▶ Task directions:
Among these records, which lines include "pink"? Copy them out.

▶ Material for this task:
______________________________

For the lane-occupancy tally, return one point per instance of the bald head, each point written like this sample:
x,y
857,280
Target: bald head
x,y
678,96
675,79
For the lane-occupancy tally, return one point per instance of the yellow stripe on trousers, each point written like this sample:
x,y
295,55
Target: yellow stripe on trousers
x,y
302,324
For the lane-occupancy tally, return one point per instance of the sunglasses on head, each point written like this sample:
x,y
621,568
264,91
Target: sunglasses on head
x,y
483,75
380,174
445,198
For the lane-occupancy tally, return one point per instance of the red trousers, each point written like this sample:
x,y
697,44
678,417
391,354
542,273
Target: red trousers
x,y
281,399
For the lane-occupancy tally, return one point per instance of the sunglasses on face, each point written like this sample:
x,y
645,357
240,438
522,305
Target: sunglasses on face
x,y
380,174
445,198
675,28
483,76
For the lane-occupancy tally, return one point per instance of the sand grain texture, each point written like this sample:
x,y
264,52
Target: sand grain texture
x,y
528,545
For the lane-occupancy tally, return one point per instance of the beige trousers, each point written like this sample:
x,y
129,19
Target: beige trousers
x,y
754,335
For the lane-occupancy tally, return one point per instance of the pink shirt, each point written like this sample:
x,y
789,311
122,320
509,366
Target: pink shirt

______________________________

▶ Answer for the task:
For the lane-occupancy tally, return one point per instance of the pink shirt, each point written like this sample:
Target: pink shirt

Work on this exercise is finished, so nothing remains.